Problem description ::
Reproduce every row below with "instance" replaced by "occurrence" wherever it occurs, leaving everything else unchanged and omitting the pictures.

..........

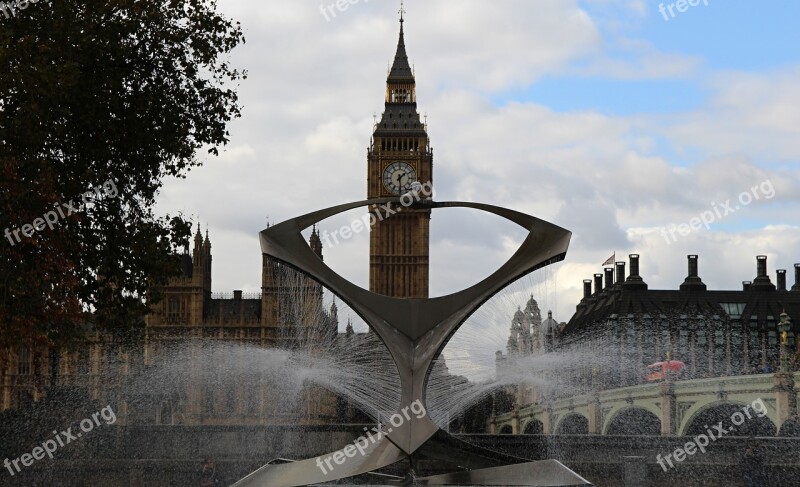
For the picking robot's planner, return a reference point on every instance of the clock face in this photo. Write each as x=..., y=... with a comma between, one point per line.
x=398, y=177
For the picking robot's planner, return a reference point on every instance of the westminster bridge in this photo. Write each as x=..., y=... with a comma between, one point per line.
x=679, y=408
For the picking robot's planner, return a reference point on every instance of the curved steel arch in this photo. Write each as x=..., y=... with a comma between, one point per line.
x=413, y=330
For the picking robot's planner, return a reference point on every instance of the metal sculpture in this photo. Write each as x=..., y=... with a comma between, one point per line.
x=413, y=330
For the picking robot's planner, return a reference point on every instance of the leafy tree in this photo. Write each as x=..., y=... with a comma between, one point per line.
x=109, y=97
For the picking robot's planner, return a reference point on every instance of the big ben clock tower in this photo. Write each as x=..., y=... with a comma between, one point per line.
x=399, y=156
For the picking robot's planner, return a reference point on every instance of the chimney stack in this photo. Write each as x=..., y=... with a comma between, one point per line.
x=634, y=280
x=761, y=261
x=781, y=279
x=634, y=266
x=762, y=280
x=693, y=267
x=693, y=281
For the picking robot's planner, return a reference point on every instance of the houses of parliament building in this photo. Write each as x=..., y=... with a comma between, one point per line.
x=191, y=334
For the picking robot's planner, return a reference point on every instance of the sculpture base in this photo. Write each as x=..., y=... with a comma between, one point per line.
x=543, y=473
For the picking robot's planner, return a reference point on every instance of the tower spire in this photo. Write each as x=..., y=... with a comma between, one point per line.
x=401, y=71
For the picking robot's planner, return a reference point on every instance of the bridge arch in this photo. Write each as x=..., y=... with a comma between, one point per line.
x=533, y=427
x=573, y=424
x=790, y=428
x=738, y=419
x=633, y=421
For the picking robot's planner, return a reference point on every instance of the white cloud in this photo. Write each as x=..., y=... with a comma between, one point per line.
x=307, y=118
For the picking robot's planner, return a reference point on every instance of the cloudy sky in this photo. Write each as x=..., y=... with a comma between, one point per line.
x=607, y=117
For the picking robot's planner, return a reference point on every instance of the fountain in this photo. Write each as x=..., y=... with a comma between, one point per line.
x=415, y=331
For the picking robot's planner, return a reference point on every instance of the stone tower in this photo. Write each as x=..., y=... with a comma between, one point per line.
x=399, y=155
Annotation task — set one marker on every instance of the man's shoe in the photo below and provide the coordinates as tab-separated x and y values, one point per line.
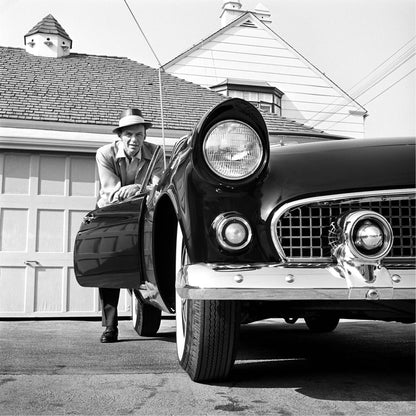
109	335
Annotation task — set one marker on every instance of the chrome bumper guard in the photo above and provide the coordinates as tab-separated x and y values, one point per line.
285	282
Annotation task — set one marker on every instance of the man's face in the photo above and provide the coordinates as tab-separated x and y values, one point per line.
133	138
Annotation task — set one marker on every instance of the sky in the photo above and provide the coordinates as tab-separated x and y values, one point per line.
345	39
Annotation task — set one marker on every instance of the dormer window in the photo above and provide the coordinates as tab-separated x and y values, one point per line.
261	94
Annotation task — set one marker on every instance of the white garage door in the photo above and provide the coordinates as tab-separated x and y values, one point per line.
43	197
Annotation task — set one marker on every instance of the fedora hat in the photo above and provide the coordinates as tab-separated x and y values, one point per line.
131	117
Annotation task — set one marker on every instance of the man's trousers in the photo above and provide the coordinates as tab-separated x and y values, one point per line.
109	301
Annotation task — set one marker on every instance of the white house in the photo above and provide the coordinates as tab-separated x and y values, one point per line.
56	108
247	58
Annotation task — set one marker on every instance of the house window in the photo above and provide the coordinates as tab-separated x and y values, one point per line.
261	94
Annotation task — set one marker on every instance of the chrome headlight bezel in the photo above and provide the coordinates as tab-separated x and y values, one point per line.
256	154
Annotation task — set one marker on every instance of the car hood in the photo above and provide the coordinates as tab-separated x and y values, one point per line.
355	165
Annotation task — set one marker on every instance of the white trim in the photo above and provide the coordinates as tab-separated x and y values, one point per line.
70	141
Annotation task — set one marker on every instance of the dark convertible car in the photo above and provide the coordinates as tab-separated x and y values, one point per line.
239	230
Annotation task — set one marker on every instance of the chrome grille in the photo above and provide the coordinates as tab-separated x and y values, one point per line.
303	231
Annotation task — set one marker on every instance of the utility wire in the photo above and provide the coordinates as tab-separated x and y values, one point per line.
378	95
368	88
380	65
360	81
145	38
160	82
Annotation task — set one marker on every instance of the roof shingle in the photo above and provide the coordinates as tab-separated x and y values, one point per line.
92	89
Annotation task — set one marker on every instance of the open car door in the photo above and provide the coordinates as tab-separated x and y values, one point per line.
108	246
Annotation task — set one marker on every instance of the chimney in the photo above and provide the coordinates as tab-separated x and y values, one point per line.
231	10
48	39
263	14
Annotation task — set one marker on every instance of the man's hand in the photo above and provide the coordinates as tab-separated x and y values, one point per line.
127	192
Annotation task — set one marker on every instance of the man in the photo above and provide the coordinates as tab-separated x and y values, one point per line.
122	167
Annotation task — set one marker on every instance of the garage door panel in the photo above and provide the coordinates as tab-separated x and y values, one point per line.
16	173
13	229
50	231
43	198
52	175
82	177
48	289
12	293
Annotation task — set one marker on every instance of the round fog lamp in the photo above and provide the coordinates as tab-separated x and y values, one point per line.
369	236
232	231
235	233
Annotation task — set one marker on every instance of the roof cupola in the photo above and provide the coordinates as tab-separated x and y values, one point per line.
48	38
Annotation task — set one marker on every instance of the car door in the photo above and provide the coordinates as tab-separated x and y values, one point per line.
108	246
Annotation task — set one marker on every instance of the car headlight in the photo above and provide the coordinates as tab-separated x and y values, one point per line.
233	150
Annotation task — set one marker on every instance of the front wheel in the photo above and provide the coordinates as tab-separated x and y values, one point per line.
146	318
206	331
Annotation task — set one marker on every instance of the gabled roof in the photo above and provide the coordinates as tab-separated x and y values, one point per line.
48	25
92	89
250	20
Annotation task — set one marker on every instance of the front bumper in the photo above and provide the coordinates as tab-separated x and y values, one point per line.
285	282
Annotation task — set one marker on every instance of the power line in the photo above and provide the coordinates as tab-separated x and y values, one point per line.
145	38
380	65
369	74
368	88
392	85
160	83
378	95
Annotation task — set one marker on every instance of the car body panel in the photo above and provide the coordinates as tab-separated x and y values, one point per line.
191	196
108	246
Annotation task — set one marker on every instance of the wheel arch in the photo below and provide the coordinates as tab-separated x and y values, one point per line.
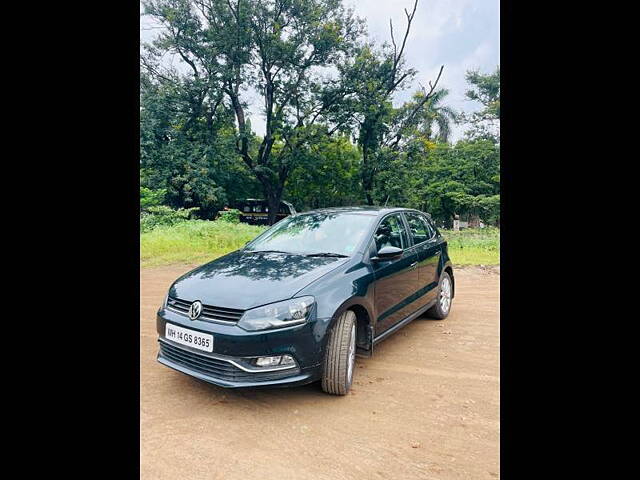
364	319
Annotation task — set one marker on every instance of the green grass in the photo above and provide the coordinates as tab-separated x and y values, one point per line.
474	246
193	241
198	241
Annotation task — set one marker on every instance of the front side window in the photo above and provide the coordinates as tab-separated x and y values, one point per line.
419	228
391	233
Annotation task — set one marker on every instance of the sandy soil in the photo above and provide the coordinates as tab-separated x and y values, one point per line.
425	406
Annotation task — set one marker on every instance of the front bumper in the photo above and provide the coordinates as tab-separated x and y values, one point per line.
222	367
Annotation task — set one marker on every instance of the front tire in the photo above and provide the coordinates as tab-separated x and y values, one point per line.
443	301
339	363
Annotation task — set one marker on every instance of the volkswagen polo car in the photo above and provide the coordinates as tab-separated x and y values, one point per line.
298	302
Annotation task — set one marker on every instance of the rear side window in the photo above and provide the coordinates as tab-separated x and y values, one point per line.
391	233
419	228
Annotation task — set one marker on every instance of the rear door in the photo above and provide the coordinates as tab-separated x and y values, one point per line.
427	250
395	280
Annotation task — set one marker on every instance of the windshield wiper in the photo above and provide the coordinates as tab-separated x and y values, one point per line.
269	251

..........

The solution ::
For the picking robot's planner, return a reference point on every occurrence of the clock face in this photo. Write each as x=..., y=... with a comma between, one point per line.
x=398, y=177
For the picking robot's planner, return a reference point on every occurrence of the westminster bridge in this photo. Write each as x=..., y=... with a comma between, one point per line.
x=679, y=408
For the picking robot's planner, return a reference point on every occurrence of the curved steel arch in this photo. Write each as x=..., y=... with a comma between, one point per line.
x=413, y=330
For the picking robot's planner, return a reference point on every occurrence of the metal sculpture in this photo. Write each as x=..., y=... with a comma between, one point per line.
x=413, y=330
For the picking robot's planner, return a reference point on every occurrence of the leafy tree in this photo. Write each as x=..., y=... with a comma between, one point per line.
x=109, y=97
For the picking robot's planner, return a reference point on every occurrence of the big ben clock tower in this photo. Write each as x=..., y=... with a comma between, one point per line.
x=399, y=156
For the picking robot's planner, return a reference point on every occurrence of the chimney stack in this photo. Write each as x=..., y=... with a comma between, one point per line.
x=634, y=280
x=761, y=261
x=781, y=279
x=634, y=266
x=762, y=280
x=693, y=267
x=693, y=281
For the picking robot's planner, return a reference point on every occurrence of the houses of parliament building in this photo. Write each as x=..., y=... with a comma between, one point per line.
x=191, y=334
For the picking robot's planner, return a reference point on every occurrence of the sculpture base in this photo. Write each as x=..., y=... with a comma between, one point per line.
x=543, y=473
For the picking robot's planner, return a reference point on every occurrence of the tower spire in this photo. Write each as x=..., y=... with a comma between, one point per line.
x=401, y=71
For the picking robot's planner, return a reference point on every occurrence of the bridge arch in this photo. Write each as x=..., y=... with a comma between, one point per line.
x=533, y=427
x=573, y=424
x=790, y=428
x=738, y=419
x=633, y=421
For the picking robot's planner, return a reference point on every occurrence of the white cloud in this photo. Write each as x=..., y=... with a comma between, one point per line.
x=307, y=118
For the picking robot's planner, return a reference point on every occurrence of the cloudy sky in this photo. Write each as x=..., y=... with a comma between, one point per line.
x=607, y=117
For the picking robot's planner, return a reference point on every occurrence of the fountain in this photo. Write each as x=..., y=... with a comma between, one point per line.
x=415, y=331
For the picking robot's planner, return a reference point on every occurrence of the stone tower in this photo. Write each as x=..., y=... with a comma between, one point per line.
x=399, y=155
Annotation task — set one marker on every occurrence of the man's shoe in the photo below and provide the coordinates as tab-separated x and y values, one point per line.
109	335
Annotation task — set one marker on every occurrence of the chrome bumper guard in the photo above and provide the coordinates as tab-separated x and y values, one point per line.
285	282
Annotation task — set one marker on every occurrence of the man's face in the photo above and provide the coordinates as tab-separated x and y values, one point per line.
133	138
Annotation task — set one marker on every occurrence of the sky in the photo above and provide the coordinates as tab-separated x and y values, one point per line.
345	39
Annotation task — set one marker on every occurrence of the dormer window in the photo above and provide the coordinates as tab-separated x and y values, one point per line.
261	94
Annotation task — set one marker on every occurrence of the white garage door in the photo above and provide the coordinates as tab-separated x and y values, one point per line.
43	197
Annotation task — set one marker on every occurrence of the fedora hat in the photo above and provide the coordinates as tab-separated x and y values, one point per line.
131	117
Annotation task — set one marker on every occurrence of the man's trousers in the photo above and provide the coordinates as tab-separated x and y values, one point per line.
109	301
Annotation task — set one marker on every occurrence of the white house in the photo above and provide the coordinates as tab-separated x and y values, one point per line.
56	108
247	58
Annotation task — set one marker on every occurrence of the house window in the photo above and provide the coordinates as tab-separated x and y values, one point per line.
261	94
Annotation task — set one marker on every occurrence of the chrome headlight bezel in the photo above and provide the coordinates as tab-separated x and y values, one point per line.
256	154
Annotation task — set one marker on every occurrence of the car hood in the photo above and provide the coordinates as tab-separated x and y values, one point per line.
355	165
Annotation task — set one marker on every occurrence of the white trim in the photo above and provide the coordinates as tab-separated x and y values, one point per line.
70	141
Annotation task — set one marker on every occurrence of the dark convertible car in the photo above and provide the coordinates as tab-separated x and y values, one point per line.
239	230
Annotation task — set one marker on every occurrence of the chrome grille in the photo above and provide the coordinates as tab-separated x and y values, one point per line.
303	231
Annotation task — set one marker on every occurrence of the utility wire in the photo above and provide the coordinates as tab-separated x and y values, one point per line.
378	95
368	88
380	65
360	81
145	38
160	82
Annotation task — set one marker on every occurrence of the roof shingle in the photo above and provide the coordinates as tab-separated x and y values, one point per line.
92	89
Annotation task — set one marker on every occurrence of the open car door in the photo above and provide the coordinates as tab-separated x and y values, one point per line.
108	246
Annotation task — set one marker on every occurrence of the chimney in the photo above and provide the coordinates as tab-separated x and y values, one point per line.
231	10
48	39
263	14
Annotation task — set one marker on every occurrence of the man's hand in the photo above and provide the coordinates as tab-separated x and y values, one point per line.
127	192
Annotation task — set one marker on every occurrence of the man in the photo above and provide the coordinates as tab-separated x and y values, one point per line.
122	167
Annotation task — set one marker on every occurrence of the garage door panel in the photo above and provide the coordinates as tab-separated x and y values, one point per line.
16	173
13	229
50	231
43	198
52	175
82	177
48	289
12	293
Annotation task — set one marker on every occurrence of the round fog lamp in the photo above and provide the coordinates as tab-separated x and y values, one point per line.
369	236
232	231
235	233
Annotation task — set one marker on every occurrence of the roof cupola in the photo above and provide the coordinates as tab-separated x and y values, one point per line.
48	38
Annotation task — set one marker on every occurrence of the car door in the photo above and provide the coordinates as tab-separated x and y values, one point per line.
108	246
Annotation task — set one marker on every occurrence of the car headlight in the photo above and provide the coordinates as tab-separated x and y values, one point per line.
233	150
Annotation task — set one marker on every occurrence of the front wheel in the photo above and provide the coordinates as tab-separated x and y values, one point per line.
146	318
206	331
Annotation task — set one marker on every occurrence of the gabled roof in the photo above and provide the coordinates as tab-separated x and y values, one point per line.
48	25
92	89
250	20
Annotation task — set one marker on every occurrence of the front bumper in the photo above and provide the coordinates as tab-separated x and y values, one point per line.
285	282
Annotation task — set one marker on every occurrence of the power line in the photo above and provide the coordinates as tab-separated x and y values, one point per line.
145	38
380	65
369	74
368	88
392	85
160	83
378	95
Annotation task — set one marker on every occurrence of the car body panel in the photo above and provide the coordinates as tab-separated x and y values, one point per line.
191	196
108	246
Annotation task — set one marker on every occurrence of the wheel arch in the photo below and provide the coordinates as tab-separated x and y values, one point per line.
364	319
Annotation task — set one marker on every occurrence of the green grass in the photo above and provide the coordinates as tab-separated x and y values, one point per line.
474	246
193	241
198	241
Annotation task — set one marker on every occurrence of the front side window in the photo above and provide the coordinates as tab-separated x and y values, one point per line.
419	228
391	233
Annotation task — set one marker on every occurrence of the sandy soil in the photo above and provide the coordinates as tab-separated x and y values, one point per line.
425	406
Annotation task — set one marker on every occurrence of the front bumper in the photo above and provide the coordinates as tab-separated x and y values, one point per line.
222	367
Annotation task — set one marker on every occurrence of the front tire in the photo above and provide the coordinates as tab-separated x and y values, one point per line.
443	301
339	363
Annotation task — set one marker on every occurrence of the volkswagen polo car in the photo above and provide the coordinates as tab-separated x and y values, one point per line.
298	302
Annotation task — set one marker on every occurrence of the rear side window in the photo above and provide the coordinates as tab-separated x and y values, one point per line.
391	233
419	228
Annotation task — set one marker on every occurrence of the rear door in the photo above and provide the coordinates as tab-separated x and y values, one point per line.
427	250
395	280
Annotation task — set one marker on every occurrence of the windshield wiper in the photo above and provide the coordinates as tab-separated x and y values, one point per line.
269	251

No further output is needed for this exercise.